§ Texte de lecture
Responsable de l’expansion de Shopify en Europe du Sud, Émilie Benoit-Vernay a voyagé aux États-Unis et en Asie avec le désir de découvrir d’autres cultures, avant de poser sa valise en France.
Quand elle était plus jeune, Anne Sinclair était son modèle. Pas pour son désir de rejoindre le petit écran et d’être sous les feux de projecteurs, non, elle admirait tout simplement la vivacité d’esprit et l’expertise de la présentatrice de la célèbre émission télévisée «Sept sur Sept». Cet intérêt pour les débats l’a sans doute poussée vers sa première vocation. Émilie Benoit-Vernay, aujourd’hui directrice de l’expansion de Shopify en Europe du Sud, rêvait de devenir avocate. Mais sa passion pour la langue anglaise, la conduira à suivre un double cursus droit-anglais à l’université de Nanterre. «J’avais opté pour le droit des entreprises et très vite j’ai eu envie de connaitre l’univers du business», se souvient la dirigeante. Son bi-Deug en poche, elle opte pour un cursus 100% anglophone à Skema Business School et se spécialise dès sa troisième année dans les «ventes et négociations». «J’étais de nature plutôt introvertie et je voulais sortir de ma zone de confort. Là, il fallait sans cesse argumenter, défendre ses idées, et au final j’ai beaucoup aimé. Cette découverte a marqué un vrai tournant dans mon parcours».
La capacité de saisir les opportunités
Émilie Benoit-Vernay effectue plusieurs stages, l’un au service achat d’un groupe, un autre chez IBM dans le département dédié au service public. Elle y côtoie des «commerciaux aguerris» et y approche pour la première fois le secteur IT. Après quelques courtes expériences professionnelles dans les Hauts de France, elle trouve son premier emploi au service du développement commercial de Ubiqus. L’entreprise française fondée en 1991 a démarré son activité dans la traduction de documents et commercialise aujourd’hui une gamme de services linguistiques multilingues, ainsi que ses propres solutions d’intelligence artificielle, appliquées aux langues et aux langages. «J’avais un portefeuille régional dans l’Ouest et le Nord de le France et j’allais sur le terrain à la rencontre d’une diversité d’acteurs, des assurances MMA au Mans aux Cristalleries d’Arques dans le Nord. C’était très enrichissant».

§ Liste
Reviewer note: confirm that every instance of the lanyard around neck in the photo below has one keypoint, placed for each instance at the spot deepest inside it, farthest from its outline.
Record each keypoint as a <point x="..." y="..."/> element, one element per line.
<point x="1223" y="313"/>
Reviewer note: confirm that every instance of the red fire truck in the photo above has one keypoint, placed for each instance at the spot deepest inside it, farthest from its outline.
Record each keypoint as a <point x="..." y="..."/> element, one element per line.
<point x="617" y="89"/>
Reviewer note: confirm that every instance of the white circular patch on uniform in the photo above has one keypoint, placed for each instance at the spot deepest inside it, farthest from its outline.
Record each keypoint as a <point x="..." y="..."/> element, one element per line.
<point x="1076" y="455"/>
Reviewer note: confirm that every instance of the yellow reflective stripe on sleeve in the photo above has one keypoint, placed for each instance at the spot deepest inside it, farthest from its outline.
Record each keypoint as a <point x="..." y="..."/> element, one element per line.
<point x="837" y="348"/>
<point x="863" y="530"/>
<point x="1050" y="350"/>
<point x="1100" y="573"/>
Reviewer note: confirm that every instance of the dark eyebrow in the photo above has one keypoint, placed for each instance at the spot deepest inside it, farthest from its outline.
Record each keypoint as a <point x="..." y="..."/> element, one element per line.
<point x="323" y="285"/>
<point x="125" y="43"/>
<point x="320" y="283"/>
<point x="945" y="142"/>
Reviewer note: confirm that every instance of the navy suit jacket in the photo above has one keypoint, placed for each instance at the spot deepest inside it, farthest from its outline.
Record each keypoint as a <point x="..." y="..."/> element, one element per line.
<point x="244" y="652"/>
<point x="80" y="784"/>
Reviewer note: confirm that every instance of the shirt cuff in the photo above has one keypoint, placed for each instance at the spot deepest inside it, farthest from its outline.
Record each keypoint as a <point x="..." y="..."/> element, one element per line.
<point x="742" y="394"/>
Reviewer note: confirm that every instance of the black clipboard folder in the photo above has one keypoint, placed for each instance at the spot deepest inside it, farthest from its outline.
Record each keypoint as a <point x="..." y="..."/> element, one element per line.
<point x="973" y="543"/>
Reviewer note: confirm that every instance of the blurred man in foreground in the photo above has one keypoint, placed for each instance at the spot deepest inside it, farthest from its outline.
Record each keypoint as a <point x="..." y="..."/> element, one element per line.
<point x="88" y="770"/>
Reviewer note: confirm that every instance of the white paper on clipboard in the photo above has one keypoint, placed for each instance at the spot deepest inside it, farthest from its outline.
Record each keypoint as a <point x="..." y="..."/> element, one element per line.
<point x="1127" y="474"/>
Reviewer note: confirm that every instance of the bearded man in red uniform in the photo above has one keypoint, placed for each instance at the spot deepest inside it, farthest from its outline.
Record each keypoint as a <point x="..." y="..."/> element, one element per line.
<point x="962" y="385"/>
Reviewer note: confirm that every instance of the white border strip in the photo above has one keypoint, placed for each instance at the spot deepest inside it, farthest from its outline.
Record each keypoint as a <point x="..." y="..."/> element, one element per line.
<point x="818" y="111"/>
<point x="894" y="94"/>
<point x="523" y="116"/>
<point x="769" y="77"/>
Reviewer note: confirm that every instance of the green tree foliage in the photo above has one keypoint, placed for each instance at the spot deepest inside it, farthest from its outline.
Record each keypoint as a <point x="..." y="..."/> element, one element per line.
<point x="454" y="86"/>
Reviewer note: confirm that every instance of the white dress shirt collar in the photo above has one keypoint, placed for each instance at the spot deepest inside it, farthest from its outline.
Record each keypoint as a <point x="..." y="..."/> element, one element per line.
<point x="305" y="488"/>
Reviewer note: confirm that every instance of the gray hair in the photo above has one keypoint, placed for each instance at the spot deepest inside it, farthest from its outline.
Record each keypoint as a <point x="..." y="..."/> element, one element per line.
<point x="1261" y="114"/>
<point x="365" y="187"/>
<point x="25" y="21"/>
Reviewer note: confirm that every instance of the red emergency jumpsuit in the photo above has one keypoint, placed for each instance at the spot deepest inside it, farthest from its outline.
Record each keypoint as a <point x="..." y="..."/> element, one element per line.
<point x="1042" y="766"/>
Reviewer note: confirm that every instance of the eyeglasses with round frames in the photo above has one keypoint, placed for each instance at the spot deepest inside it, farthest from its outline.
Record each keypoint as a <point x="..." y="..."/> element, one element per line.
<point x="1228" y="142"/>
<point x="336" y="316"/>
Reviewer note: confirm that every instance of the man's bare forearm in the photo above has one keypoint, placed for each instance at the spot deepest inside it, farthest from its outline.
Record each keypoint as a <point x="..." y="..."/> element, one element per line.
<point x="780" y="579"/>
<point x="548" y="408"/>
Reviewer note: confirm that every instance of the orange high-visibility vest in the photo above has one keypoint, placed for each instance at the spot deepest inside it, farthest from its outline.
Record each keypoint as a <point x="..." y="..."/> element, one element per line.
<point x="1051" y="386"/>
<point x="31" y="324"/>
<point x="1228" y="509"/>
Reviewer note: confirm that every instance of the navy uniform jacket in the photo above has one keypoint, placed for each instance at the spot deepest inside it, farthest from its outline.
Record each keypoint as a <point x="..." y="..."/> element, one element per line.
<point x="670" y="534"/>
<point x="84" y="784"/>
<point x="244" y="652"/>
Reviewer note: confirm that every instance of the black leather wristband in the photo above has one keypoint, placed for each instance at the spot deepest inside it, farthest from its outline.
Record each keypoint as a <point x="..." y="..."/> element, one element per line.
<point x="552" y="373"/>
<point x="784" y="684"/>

§ Consigne
Relevez, s'il vous plaît, toutes les entreprises nommées dans le texte de lecture. La liste n'intervient pas dans ce travail.

§ Réponse rédigée
Shopify, IBM, Ubiqus, MMA, Cristalleries d'Arques